■ **YOUR INSTRUCTIONS**:
Lay out every line of the material below as a numbered list, skipping any blank lines and leaving the pictures out.

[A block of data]

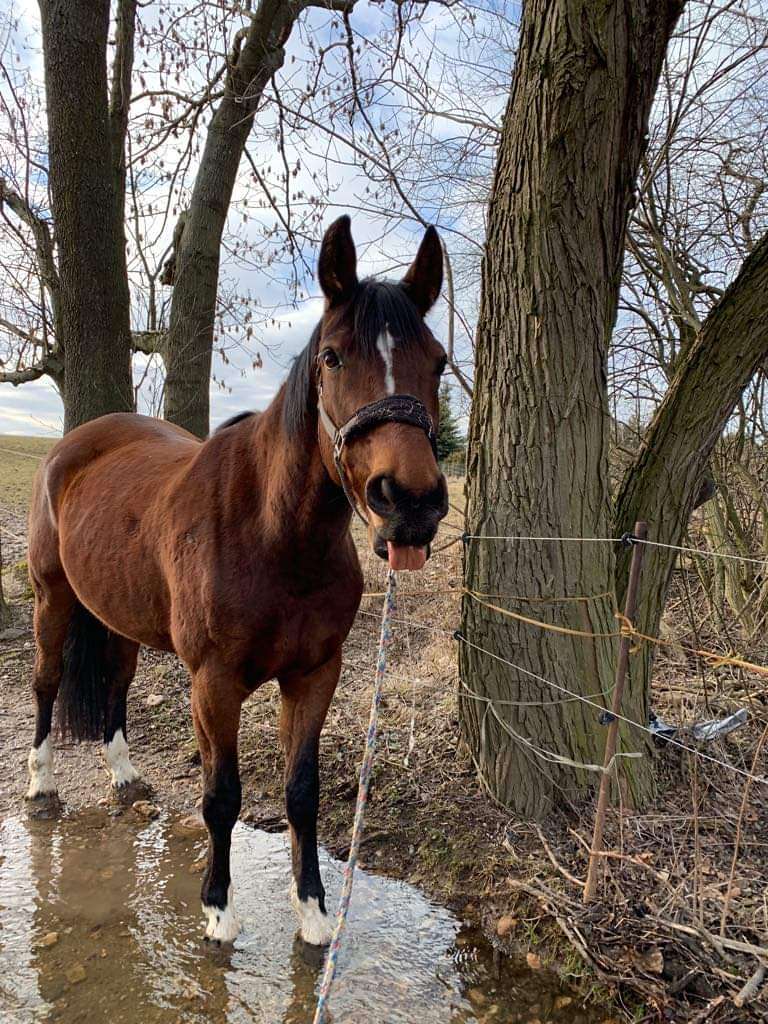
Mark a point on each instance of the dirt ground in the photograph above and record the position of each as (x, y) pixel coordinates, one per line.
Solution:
(650, 950)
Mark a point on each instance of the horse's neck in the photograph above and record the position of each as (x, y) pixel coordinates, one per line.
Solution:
(302, 502)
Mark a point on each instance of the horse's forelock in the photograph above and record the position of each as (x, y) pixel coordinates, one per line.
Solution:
(377, 306)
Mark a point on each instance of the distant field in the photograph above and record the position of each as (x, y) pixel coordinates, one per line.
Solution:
(19, 458)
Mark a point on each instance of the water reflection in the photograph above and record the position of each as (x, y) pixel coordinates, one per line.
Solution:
(99, 921)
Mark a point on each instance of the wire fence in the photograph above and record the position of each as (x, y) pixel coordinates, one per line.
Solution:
(626, 628)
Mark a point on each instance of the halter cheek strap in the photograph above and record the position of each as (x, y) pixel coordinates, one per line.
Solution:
(393, 409)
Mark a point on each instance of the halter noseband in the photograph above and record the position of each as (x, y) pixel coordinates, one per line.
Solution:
(393, 409)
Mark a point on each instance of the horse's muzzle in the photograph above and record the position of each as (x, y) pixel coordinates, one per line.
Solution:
(407, 521)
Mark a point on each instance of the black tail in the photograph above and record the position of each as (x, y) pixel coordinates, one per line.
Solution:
(84, 690)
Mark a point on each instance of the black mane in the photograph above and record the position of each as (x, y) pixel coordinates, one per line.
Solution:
(376, 306)
(232, 420)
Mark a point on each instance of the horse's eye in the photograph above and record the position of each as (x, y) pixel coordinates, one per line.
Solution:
(330, 358)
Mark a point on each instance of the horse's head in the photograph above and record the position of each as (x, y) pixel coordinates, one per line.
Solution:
(378, 369)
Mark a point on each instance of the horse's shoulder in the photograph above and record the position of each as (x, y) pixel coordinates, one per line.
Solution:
(85, 444)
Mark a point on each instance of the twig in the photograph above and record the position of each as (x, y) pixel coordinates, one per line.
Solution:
(737, 840)
(751, 988)
(555, 863)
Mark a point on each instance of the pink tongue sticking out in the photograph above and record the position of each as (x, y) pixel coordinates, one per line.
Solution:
(406, 556)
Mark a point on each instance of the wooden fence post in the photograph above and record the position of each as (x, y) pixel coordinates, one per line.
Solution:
(641, 532)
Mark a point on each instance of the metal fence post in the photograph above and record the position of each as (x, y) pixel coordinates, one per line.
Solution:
(641, 532)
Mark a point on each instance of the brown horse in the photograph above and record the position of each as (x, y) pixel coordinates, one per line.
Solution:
(236, 552)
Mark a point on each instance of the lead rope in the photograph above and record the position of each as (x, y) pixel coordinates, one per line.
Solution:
(359, 811)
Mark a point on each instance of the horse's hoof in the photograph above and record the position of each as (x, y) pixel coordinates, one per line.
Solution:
(43, 805)
(315, 928)
(130, 793)
(223, 924)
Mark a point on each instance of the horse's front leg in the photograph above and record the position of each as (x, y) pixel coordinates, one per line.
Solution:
(217, 695)
(305, 699)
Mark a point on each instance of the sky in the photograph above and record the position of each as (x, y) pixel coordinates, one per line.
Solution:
(287, 318)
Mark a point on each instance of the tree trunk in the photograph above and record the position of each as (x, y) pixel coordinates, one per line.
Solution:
(189, 342)
(572, 136)
(664, 481)
(94, 321)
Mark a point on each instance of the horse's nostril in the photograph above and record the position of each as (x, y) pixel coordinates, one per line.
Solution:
(380, 495)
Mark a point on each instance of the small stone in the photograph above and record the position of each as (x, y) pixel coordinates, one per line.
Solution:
(505, 925)
(476, 996)
(145, 809)
(76, 974)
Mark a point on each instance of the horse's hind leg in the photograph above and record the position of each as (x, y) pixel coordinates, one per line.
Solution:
(121, 655)
(54, 605)
(305, 699)
(216, 698)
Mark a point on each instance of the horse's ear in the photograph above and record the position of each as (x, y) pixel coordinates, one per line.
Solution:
(424, 279)
(337, 267)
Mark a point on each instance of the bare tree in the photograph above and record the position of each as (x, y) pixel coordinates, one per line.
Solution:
(86, 129)
(572, 138)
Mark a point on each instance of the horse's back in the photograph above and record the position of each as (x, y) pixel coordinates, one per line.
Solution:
(114, 449)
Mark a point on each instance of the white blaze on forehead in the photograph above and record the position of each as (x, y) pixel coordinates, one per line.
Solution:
(385, 344)
(41, 770)
(121, 768)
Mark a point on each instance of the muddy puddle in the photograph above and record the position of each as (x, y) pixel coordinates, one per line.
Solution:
(100, 922)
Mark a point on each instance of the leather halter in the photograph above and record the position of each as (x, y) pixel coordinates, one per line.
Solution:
(393, 409)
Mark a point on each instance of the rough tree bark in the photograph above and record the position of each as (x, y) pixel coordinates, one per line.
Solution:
(572, 136)
(93, 328)
(187, 347)
(664, 481)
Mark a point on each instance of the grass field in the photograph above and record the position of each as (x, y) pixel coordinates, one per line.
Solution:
(19, 458)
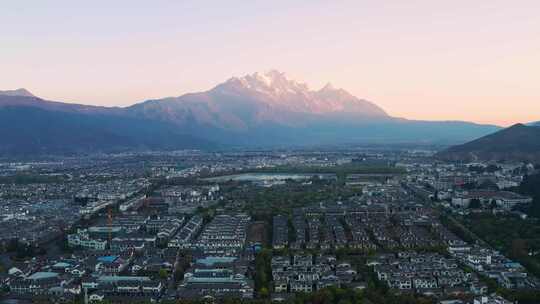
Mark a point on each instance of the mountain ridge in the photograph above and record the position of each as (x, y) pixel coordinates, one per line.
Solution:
(518, 142)
(259, 109)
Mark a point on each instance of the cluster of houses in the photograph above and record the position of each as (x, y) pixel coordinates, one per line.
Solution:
(186, 199)
(426, 273)
(220, 268)
(494, 265)
(307, 273)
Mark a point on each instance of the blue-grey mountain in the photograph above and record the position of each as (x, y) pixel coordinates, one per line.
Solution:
(261, 110)
(516, 143)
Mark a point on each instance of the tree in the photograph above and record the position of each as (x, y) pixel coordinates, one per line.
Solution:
(163, 274)
(475, 204)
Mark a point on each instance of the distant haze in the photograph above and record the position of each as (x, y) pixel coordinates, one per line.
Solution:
(433, 60)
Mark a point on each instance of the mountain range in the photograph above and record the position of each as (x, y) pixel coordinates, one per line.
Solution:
(517, 143)
(257, 110)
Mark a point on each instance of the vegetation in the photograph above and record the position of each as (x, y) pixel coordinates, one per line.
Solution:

■ **FINAL RESULT**:
1. Mark a point on each instance of the dirt ground in the photograph above and record the position of each as (x, y) pixel coordinates, one per line.
2. Solution:
3. (650, 950)
4. Mark a point on each instance of the horse's neck in the photograph above and record the position of each as (x, y) pixel coordinates, one per line.
5. Solution:
6. (302, 502)
7. Mark a point on each instance of the horse's forelock in the photograph above and record the position of each as (x, y) pixel coordinates, one per line.
8. Solution:
9. (377, 306)
10. Mark a point on each instance of the distant field in the photograph above and record the position of each as (x, y) pixel coordinates, one per line.
11. Solution:
12. (19, 458)
13. Mark a point on each instance of the water reflection in the photograph above and record the position of each as (x, y) pixel coordinates, one per line.
14. Solution:
15. (99, 921)
16. Mark a point on each instance of the wire fence in the photograph above and record the position of each as (x, y) pixel coordinates, one per line.
17. Solution:
18. (626, 628)
19. Mark a point on each instance of the halter cheek strap in the photograph above and record the position of each as (x, y) pixel coordinates, one per line.
20. Solution:
21. (393, 409)
22. Mark a point on each instance of the halter noseband in the photograph above and record the position of each as (x, y) pixel coordinates, one per line.
23. Solution:
24. (393, 409)
25. Mark a point on each instance of the horse's muzzle in the photograph above and record the position of each as (x, y) pixel coordinates, one per line.
26. Solution:
27. (407, 521)
28. Mark a point on each instance of the black tail in the photograph above and record the position of each as (x, y) pixel coordinates, one per line.
29. Solution:
30. (84, 690)
31. Mark a point on each instance of the black mane in the photograph above and record the position of each as (x, y) pixel coordinates, one per line.
32. Solution:
33. (376, 306)
34. (232, 420)
35. Mark a point on each instance of the horse's eye in the photograph above and record the position of each as (x, y) pixel coordinates, one per line.
36. Solution:
37. (330, 358)
38. Mark a point on each instance of the horse's head in the photograph above and record the position of each as (x, y) pixel coordinates, one per line.
39. Solution:
40. (378, 369)
41. Mark a point on each instance of the horse's shoulder in the photograph above and record the position of each as (x, y) pixel coordinates, one per line.
42. Solution:
43. (85, 444)
44. Mark a point on each instance of the twig in the photograph above and record the position of each as (x, y) pixel coordinates, one per line.
45. Solution:
46. (737, 840)
47. (751, 988)
48. (555, 863)
49. Mark a point on each instance of the pink tongue sticking out in the photograph above and record the position of each as (x, y) pixel coordinates, one per line.
50. Solution:
51. (406, 556)
52. Mark a point on each instance of the wooden fence post in the photograph above and record the position of each as (x, y) pixel coordinates, one per line.
53. Solution:
54. (641, 532)
55. Mark a point on each instance of the metal fence post in the photograph above and record the position of each as (x, y) pixel coordinates, one per line.
56. Solution:
57. (641, 532)
58. Mark a point on each instance of the brown horse in the photograph above and record the position of each as (x, y) pixel coordinates, one per line.
59. Solution:
60. (236, 552)
61. Mark a point on each instance of the lead rope in the photograph above and record the position of each as (x, y) pixel coordinates, one per line.
62. Solution:
63. (359, 811)
64. Mark a point on each instance of the horse's hoof in the photograph above and record the position of each as (x, y) pixel coordinates, one per line.
65. Solution:
66. (43, 805)
67. (315, 928)
68. (130, 793)
69. (223, 924)
70. Mark a point on each instance of the horse's front leg in the photograph above and record the position of each as (x, y) pixel coordinates, one per line.
71. Solution:
72. (217, 695)
73. (305, 699)
74. Mark a point on each instance of the sky in the photograph above and record the position of each as (x, y) pixel coordinates, one per line.
75. Solution:
76. (287, 318)
77. Mark a point on each instance of the tree trunk in the photograph above and record the position of each as (x, y) pixel coordinates, one per line.
78. Solution:
79. (189, 342)
80. (572, 136)
81. (664, 481)
82. (94, 321)
83. Mark a point on each instance of the horse's nostril in the photograph above and record the position of each as (x, y) pixel coordinates, one per line.
84. Solution:
85. (380, 495)
86. Mark a point on each instance of the small stone in the photograph above and record the position of each as (x, y) pixel coordinates, one per line.
87. Solution:
88. (505, 925)
89. (476, 996)
90. (145, 809)
91. (76, 974)
92. Mark a point on each instance of the horse's hind leg in the photograph above and record the position of each as (x, y) pixel coordinates, one per line.
93. Solution:
94. (121, 655)
95. (54, 605)
96. (305, 699)
97. (216, 698)
98. Mark a point on each instance of the horse's ear in the photograph above and record the position of each as (x, y) pixel coordinates, one per line.
99. Solution:
100. (424, 279)
101. (337, 267)
102. Mark a point on each instance of the bare tree in the photograph above and record the position of each as (x, y) pixel coordinates, one per line.
103. Solution:
104. (86, 129)
105. (572, 138)
106. Mark a point on each instance of the horse's back in the photograph above and record the position of each as (x, y) pixel coordinates, one per line.
107. Solution:
108. (114, 449)
109. Mark a point on each instance of the white blaze on forehead in the photograph above and record the position of each as (x, y) pixel coordinates, one per line.
110. Solution:
111. (385, 344)
112. (41, 770)
113. (121, 768)
114. Mark a point on each instance of the muddy puddle in the photograph above and record the position of each as (x, y) pixel coordinates, one per line.
115. Solution:
116. (100, 922)
117. Mark a point on each instance of the leather halter in the photograph above and record the position of each as (x, y) pixel coordinates, one per line.
118. Solution:
119. (393, 409)
120. Mark a point on each instance of the rough tree bark in the photograph above and record the position of each as (x, y) pixel coordinates, one per line.
121. Solution:
122. (572, 136)
123. (93, 328)
124. (187, 347)
125. (664, 481)
126. Mark a point on each instance of the grass field in the photograph above and record the position of each as (x, y) pixel coordinates, one per line.
127. Solution:
128. (19, 458)
129. Mark a point on each instance of the mountain ridge in the photograph above and record the position of each as (x, y) pixel coordinates, one per line.
130. Solution:
131. (518, 142)
132. (259, 109)
133. Mark a point on each instance of the cluster of houses in the photograph above and record the position of each as (x, y) pixel coordinates, one per line.
134. Solution:
135. (186, 199)
136. (426, 273)
137. (220, 268)
138. (494, 265)
139. (307, 273)
140. Mark a point on each instance of the blue-grey mountain in the photograph above and record the position of each as (x, y) pixel coordinates, one per line.
141. Solution:
142. (261, 110)
143. (516, 143)
144. Mark a point on each instance of the tree in the photograph above and record the position of each as (x, y) pixel coordinates, one per line.
145. Solution:
146. (163, 274)
147. (475, 204)
148. Mark a point on each instance of the distant haze in the photograph above and record the position of each as (x, y) pixel coordinates, one per line.
149. Solution:
150. (433, 60)
151. Mark a point on each instance of the mountain range in the photograph above and record the position of each as (x, y) pixel coordinates, one per line.
152. Solution:
153. (517, 143)
154. (257, 110)
155. Mark a point on each instance of the vegetation in the photograph above and record the position of each as (x, y) pixel coordinates, one per line.
156. Solution:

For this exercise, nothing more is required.